Your job is to report every line of the entries that has "green".

== == ==

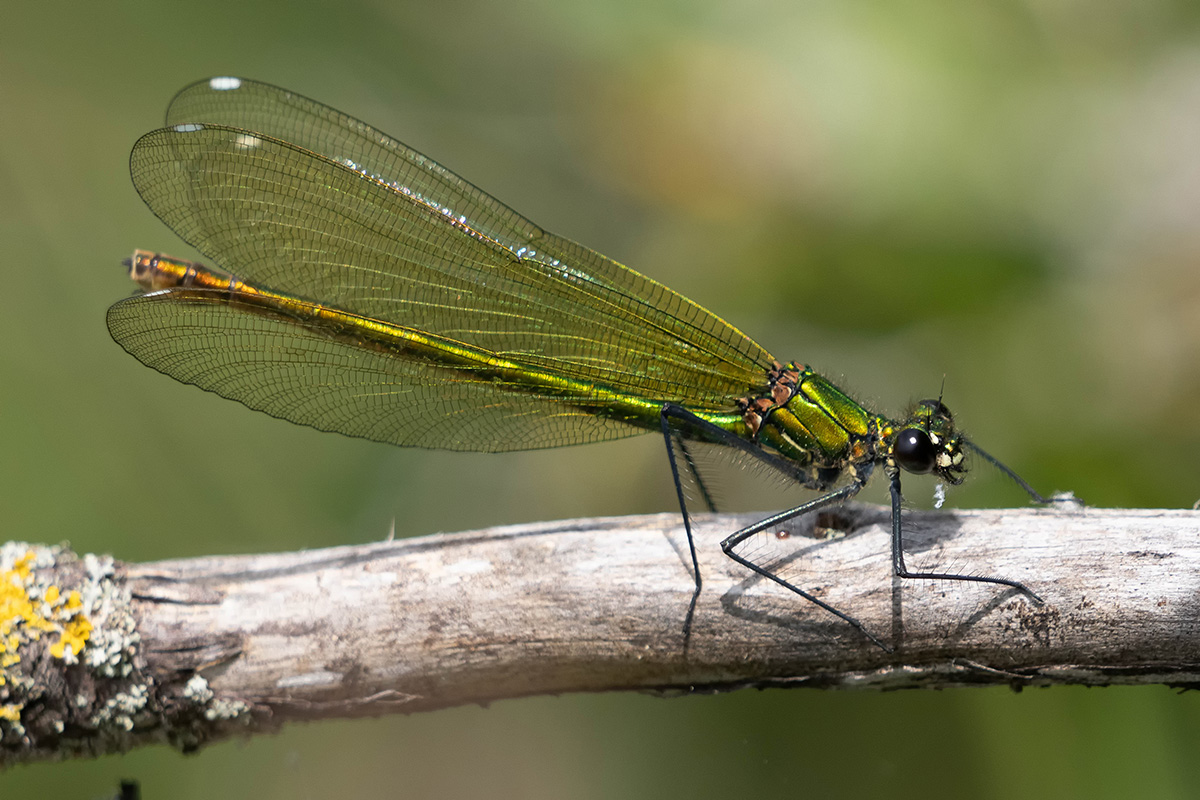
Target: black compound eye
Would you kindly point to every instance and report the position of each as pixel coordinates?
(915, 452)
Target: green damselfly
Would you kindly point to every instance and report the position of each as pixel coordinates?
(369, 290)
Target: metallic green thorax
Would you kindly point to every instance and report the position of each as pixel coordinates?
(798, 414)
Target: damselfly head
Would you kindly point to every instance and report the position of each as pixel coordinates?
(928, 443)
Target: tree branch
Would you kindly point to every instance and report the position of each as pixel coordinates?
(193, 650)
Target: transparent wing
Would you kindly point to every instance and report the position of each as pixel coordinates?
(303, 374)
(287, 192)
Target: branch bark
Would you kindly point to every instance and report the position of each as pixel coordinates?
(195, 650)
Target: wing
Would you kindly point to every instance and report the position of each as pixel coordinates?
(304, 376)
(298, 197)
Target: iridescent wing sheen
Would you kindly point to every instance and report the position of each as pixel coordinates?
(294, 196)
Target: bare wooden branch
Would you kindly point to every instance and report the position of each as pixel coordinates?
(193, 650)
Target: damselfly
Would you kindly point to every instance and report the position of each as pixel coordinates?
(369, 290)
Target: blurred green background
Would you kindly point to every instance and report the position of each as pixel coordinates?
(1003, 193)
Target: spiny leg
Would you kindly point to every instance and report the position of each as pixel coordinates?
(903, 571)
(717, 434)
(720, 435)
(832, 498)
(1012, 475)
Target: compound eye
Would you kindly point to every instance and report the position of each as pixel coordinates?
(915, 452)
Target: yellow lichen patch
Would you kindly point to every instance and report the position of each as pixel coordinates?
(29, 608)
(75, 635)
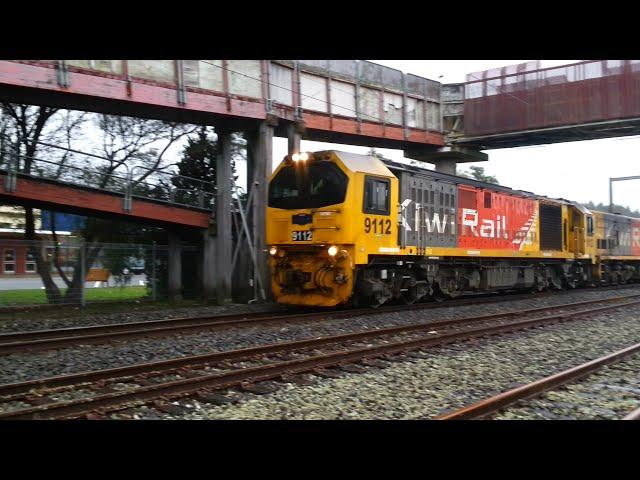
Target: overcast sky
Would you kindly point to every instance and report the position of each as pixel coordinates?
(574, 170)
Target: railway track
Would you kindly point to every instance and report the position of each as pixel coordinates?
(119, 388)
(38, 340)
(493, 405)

== == ==

▸ **Solved exercise**:
Target: green damselfly
Target: metallic green thorax
Target: blurred green background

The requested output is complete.